*** Records for processing ***

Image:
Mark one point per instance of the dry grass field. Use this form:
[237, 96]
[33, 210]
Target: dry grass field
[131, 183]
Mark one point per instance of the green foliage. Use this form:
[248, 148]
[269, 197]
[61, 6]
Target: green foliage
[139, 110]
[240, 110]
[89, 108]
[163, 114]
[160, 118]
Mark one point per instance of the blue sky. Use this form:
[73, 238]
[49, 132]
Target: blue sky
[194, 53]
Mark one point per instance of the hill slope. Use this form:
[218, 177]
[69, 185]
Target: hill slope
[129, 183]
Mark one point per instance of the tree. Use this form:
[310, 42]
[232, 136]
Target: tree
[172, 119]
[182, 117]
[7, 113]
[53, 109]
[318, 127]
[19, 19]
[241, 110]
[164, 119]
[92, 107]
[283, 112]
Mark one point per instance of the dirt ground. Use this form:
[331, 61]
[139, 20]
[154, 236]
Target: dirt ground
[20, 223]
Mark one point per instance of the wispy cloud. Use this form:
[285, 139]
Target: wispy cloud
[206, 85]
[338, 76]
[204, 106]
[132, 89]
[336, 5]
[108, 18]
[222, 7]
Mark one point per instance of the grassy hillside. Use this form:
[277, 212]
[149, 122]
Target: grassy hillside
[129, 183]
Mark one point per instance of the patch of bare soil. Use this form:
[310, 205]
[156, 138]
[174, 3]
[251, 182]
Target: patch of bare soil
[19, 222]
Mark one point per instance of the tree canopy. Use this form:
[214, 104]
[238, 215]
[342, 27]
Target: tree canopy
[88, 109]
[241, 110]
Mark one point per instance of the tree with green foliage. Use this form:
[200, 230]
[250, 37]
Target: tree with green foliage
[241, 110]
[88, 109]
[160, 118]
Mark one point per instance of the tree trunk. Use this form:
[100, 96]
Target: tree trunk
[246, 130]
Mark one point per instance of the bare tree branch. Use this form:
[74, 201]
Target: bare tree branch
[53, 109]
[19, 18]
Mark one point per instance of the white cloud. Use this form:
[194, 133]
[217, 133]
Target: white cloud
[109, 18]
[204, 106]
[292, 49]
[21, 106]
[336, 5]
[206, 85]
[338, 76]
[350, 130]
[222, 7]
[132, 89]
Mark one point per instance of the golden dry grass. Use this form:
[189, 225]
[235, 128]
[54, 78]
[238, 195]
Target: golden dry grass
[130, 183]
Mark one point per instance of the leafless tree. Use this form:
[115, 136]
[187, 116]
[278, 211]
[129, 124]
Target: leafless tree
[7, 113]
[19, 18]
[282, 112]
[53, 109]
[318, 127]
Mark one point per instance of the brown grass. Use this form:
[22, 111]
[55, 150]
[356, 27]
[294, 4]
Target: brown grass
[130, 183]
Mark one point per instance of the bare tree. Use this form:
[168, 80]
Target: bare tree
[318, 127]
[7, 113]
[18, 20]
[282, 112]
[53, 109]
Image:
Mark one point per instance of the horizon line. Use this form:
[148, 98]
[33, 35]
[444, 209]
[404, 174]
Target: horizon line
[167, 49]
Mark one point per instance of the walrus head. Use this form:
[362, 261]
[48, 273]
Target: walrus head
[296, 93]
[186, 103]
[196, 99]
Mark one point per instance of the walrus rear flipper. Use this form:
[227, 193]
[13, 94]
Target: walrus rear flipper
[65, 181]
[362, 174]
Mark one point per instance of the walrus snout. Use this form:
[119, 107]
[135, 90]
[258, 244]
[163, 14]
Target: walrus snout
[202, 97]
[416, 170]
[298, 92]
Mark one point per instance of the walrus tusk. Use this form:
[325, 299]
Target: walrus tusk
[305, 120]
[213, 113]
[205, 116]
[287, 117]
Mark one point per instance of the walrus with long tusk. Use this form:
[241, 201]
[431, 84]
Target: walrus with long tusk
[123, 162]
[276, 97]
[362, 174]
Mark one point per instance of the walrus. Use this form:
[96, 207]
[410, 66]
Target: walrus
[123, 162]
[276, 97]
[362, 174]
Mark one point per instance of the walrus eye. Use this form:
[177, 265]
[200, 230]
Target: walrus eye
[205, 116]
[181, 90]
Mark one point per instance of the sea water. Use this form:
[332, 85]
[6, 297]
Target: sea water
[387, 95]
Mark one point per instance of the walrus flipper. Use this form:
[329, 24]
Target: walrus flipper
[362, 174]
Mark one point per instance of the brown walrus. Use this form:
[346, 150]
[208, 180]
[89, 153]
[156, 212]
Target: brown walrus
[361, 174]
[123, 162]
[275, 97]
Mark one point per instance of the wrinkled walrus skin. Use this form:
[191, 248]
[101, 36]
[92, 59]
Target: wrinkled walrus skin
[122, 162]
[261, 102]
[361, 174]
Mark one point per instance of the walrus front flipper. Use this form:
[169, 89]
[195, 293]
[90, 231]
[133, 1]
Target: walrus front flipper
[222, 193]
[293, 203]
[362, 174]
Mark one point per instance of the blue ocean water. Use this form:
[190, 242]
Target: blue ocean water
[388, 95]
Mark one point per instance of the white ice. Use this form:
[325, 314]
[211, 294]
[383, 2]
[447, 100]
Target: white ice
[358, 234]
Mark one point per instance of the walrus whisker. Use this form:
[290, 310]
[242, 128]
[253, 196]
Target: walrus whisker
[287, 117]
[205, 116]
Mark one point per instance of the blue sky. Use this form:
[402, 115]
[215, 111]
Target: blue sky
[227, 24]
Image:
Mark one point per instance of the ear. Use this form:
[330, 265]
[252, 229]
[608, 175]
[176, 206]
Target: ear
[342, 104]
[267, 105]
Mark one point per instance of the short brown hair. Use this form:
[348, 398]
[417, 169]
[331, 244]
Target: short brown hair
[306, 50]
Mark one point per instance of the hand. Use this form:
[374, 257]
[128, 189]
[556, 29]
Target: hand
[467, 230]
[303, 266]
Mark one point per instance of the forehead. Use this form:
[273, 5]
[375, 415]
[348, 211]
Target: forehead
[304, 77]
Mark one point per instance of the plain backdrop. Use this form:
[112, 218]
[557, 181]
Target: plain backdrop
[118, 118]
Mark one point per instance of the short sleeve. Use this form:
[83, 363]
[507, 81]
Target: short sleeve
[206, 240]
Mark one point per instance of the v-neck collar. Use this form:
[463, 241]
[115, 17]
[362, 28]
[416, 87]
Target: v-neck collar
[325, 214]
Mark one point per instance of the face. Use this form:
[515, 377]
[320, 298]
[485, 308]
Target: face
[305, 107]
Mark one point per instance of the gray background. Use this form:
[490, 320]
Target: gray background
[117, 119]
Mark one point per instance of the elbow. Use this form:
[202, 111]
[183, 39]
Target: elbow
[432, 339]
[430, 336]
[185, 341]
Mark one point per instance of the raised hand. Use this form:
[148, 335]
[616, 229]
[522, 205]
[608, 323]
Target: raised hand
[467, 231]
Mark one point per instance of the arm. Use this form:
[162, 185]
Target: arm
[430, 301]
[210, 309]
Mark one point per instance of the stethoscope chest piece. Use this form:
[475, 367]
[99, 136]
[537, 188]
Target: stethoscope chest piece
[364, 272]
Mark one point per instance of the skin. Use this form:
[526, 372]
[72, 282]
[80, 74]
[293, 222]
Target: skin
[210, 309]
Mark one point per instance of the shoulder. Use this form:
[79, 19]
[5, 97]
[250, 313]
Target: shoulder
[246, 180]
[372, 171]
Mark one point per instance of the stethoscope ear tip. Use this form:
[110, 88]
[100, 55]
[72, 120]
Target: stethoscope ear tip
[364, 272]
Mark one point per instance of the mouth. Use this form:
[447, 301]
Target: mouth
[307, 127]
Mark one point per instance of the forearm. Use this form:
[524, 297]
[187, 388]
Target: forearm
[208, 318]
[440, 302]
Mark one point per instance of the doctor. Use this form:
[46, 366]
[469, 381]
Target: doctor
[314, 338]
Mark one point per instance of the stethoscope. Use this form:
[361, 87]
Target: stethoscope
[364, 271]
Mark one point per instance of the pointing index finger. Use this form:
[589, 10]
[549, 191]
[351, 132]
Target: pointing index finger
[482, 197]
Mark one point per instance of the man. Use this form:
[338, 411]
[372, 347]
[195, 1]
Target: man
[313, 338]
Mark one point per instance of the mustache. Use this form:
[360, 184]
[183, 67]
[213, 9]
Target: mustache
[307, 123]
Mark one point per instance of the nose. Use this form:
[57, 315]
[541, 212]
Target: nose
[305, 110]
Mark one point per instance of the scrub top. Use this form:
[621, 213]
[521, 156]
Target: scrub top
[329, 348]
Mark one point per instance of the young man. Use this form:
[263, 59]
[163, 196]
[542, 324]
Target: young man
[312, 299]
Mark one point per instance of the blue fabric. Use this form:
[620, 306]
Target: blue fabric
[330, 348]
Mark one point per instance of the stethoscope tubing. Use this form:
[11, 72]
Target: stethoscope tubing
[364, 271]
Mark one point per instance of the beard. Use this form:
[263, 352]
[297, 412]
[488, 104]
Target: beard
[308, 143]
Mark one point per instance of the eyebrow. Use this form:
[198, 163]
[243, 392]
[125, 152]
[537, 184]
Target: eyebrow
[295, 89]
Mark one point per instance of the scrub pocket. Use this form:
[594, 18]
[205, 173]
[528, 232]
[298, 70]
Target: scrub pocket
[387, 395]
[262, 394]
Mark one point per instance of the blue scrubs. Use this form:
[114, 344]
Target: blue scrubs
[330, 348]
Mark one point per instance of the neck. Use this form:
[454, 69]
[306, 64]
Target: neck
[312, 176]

***
*** Records for processing ***

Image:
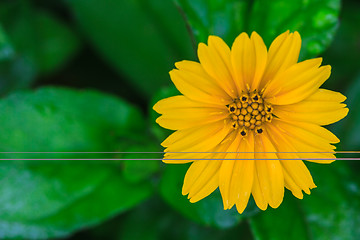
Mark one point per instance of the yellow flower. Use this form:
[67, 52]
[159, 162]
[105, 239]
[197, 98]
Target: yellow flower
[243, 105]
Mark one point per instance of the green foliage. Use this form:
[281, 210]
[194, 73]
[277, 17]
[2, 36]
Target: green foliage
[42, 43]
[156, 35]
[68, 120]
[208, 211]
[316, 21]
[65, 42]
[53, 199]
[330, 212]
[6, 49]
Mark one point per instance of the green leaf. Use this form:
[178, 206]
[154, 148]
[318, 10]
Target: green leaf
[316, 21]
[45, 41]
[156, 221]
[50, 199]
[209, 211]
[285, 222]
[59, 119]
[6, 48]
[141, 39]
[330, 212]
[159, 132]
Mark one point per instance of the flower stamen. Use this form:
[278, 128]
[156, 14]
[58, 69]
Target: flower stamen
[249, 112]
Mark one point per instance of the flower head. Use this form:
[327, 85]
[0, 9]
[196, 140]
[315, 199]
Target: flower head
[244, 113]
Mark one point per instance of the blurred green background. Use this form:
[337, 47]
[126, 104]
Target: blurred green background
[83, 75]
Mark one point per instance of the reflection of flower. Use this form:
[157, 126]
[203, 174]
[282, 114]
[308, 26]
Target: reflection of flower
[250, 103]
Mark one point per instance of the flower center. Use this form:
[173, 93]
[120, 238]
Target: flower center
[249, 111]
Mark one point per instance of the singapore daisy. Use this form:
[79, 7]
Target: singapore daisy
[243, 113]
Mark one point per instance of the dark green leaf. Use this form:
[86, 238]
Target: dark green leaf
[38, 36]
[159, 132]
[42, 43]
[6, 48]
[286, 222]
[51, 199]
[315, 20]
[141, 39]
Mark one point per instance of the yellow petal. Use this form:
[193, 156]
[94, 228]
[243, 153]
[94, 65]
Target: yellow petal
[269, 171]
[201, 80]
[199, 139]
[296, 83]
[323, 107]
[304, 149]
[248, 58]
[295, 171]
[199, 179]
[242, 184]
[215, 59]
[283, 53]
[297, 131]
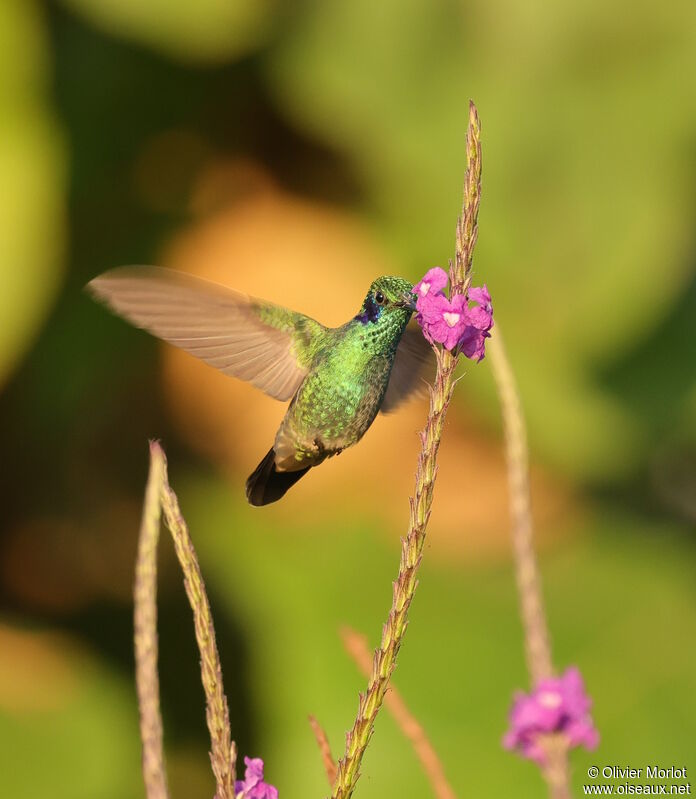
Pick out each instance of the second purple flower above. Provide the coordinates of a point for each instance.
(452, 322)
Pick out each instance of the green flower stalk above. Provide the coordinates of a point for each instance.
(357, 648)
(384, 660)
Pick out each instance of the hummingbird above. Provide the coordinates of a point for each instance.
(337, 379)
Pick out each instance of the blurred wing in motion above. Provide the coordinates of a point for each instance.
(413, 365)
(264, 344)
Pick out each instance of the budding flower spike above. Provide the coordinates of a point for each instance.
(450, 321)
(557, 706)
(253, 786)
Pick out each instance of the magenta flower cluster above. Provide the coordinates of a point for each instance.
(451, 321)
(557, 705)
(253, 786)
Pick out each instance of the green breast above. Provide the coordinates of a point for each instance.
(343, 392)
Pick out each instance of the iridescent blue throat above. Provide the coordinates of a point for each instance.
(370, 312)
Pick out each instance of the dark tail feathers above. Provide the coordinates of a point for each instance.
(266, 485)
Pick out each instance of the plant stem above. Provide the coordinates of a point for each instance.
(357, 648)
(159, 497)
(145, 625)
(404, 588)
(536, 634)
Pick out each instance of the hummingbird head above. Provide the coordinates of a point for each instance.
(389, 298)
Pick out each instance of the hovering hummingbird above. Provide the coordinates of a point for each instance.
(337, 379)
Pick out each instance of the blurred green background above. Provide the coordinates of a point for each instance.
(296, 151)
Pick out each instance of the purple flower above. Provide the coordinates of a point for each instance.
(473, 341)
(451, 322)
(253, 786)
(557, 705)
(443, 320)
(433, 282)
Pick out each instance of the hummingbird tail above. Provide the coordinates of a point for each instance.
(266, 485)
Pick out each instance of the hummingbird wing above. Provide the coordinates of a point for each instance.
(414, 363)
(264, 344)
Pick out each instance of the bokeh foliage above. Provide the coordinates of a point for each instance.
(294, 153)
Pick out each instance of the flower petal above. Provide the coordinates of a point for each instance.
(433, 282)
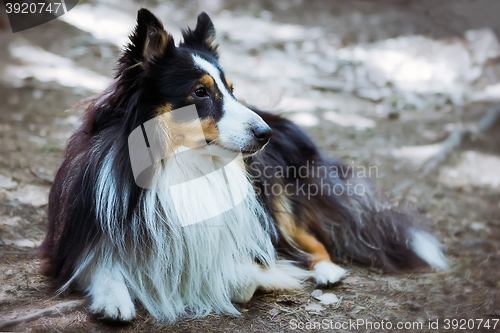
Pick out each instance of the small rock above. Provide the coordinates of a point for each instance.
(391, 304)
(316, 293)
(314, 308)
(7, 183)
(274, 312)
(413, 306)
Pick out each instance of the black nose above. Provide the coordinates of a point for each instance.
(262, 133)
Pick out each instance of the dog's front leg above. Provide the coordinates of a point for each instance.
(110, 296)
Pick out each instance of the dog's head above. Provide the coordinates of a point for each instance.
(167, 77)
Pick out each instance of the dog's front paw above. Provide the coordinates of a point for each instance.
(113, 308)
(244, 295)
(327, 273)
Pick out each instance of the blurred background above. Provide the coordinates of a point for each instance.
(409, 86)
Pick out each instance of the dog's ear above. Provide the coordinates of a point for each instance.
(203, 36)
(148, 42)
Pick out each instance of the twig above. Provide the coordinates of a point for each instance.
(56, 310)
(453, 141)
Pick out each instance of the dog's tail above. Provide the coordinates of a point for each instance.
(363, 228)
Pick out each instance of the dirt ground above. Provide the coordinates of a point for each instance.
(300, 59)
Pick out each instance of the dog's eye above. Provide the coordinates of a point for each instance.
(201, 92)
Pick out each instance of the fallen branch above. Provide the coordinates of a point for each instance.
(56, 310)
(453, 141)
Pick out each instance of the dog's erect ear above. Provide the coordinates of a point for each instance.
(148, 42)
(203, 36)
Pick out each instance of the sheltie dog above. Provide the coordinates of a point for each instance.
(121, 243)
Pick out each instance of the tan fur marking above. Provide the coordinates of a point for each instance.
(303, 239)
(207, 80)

***
*** Records for processing ***

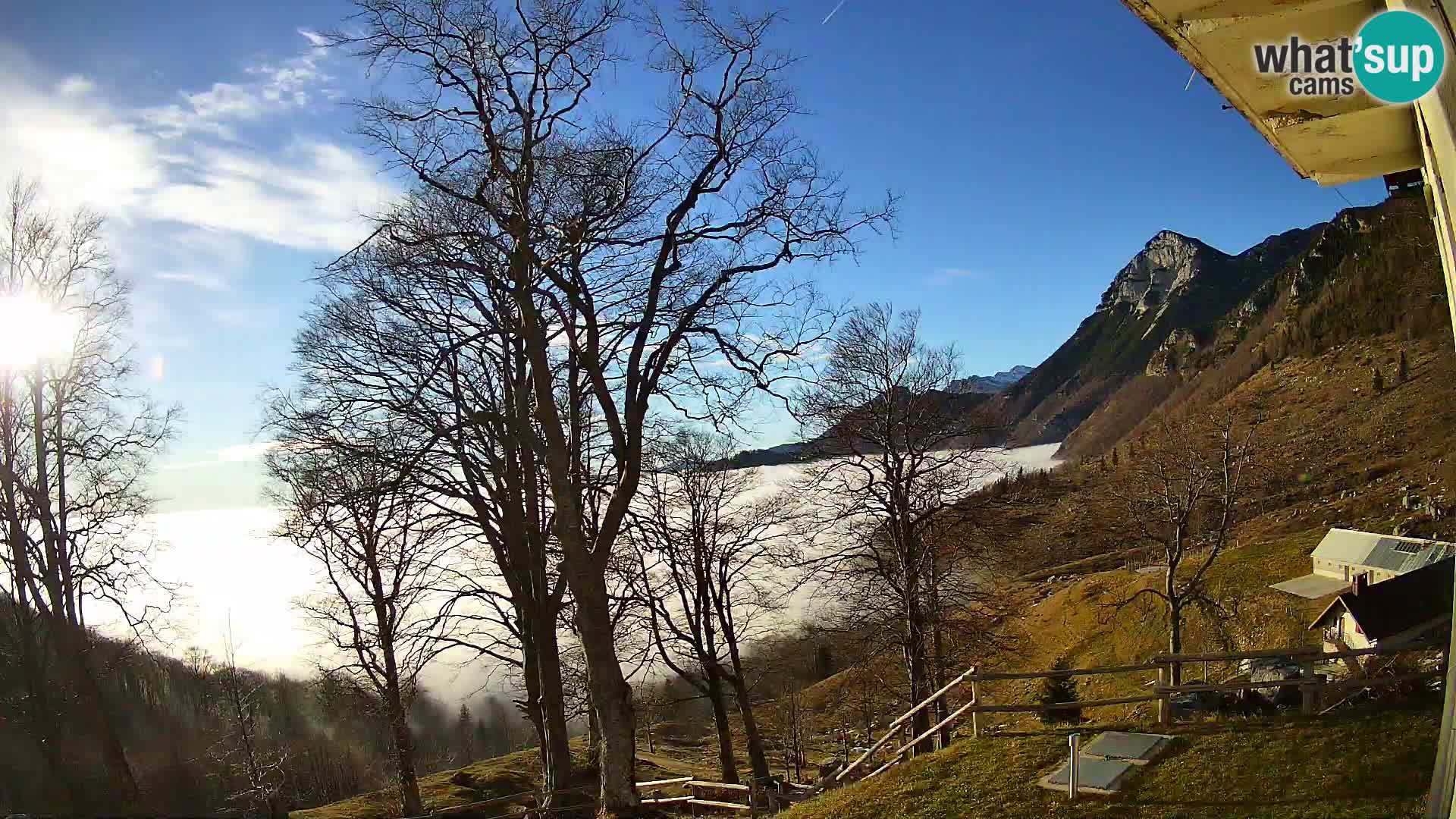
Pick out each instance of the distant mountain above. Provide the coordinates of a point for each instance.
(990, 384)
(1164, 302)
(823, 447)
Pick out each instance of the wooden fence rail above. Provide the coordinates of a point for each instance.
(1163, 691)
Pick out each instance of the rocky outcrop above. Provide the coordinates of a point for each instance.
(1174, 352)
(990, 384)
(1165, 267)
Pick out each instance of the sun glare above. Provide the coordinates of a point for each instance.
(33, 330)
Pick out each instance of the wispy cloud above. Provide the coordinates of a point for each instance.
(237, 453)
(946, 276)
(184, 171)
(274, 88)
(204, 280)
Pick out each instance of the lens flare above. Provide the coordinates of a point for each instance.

***

The lines above from the one containing "Mark one point per instance of the mustache." through the one containing "Mark one point per instance of the scrub top." are to be set down exactly, and no others.

> _Written reply_:
Mark one point per instance of the mustache. Use this form:
[360, 184]
[183, 67]
[213, 9]
Target: mustache
[307, 123]
Mark one point per instance of the nose. Use this form:
[57, 315]
[541, 212]
Target: nose
[305, 110]
Mark one point per instance of the scrub top. Use this form:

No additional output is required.